▸ **INSTRUCTIONS TO FOLLOW**:
Copy out each of the records below word for word, reproducing every line without any change.

▸ **EXERCISE DATA**:

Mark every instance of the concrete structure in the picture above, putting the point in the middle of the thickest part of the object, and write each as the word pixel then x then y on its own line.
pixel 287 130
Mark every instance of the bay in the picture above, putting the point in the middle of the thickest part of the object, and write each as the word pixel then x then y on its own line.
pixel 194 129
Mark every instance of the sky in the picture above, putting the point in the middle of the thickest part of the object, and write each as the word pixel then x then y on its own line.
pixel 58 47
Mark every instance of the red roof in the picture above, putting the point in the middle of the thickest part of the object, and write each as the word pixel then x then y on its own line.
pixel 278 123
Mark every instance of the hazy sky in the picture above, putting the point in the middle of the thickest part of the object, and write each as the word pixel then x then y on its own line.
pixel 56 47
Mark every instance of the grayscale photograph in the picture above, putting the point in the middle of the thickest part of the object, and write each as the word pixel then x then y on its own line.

▸ **REPLY**:
Mark every instance of the concrete structure in the picture above, putting the point in the middle of the thickest part of the object, and write each as the word pixel then x then y on its own line.
pixel 287 130
Mark every instance of the bay in the picture above, putting the point in the middle of the thickest part of the object, and write each as the word pixel then x then y on its own line.
pixel 194 129
Mark every instance of the sky in the picture above, putting the point in the middle of the thickest part of the object, and write each as the word pixel then x then y on its own line.
pixel 58 47
Mark every instance of the red roof in the picture above, putting the point in the middle of the thickest part of the object, and write each as the word pixel then x then y on its own line.
pixel 278 123
Mark every instance of the hazy sky in the picture above, putting the point in the middle of the thickest part of the object, and write each as the word pixel then x then y on its own line.
pixel 56 47
Mark every instance of the grayscale photograph in the picture above, putting the point in the middle of the thickest part of the object, and write each as the word pixel then x then y on its own line.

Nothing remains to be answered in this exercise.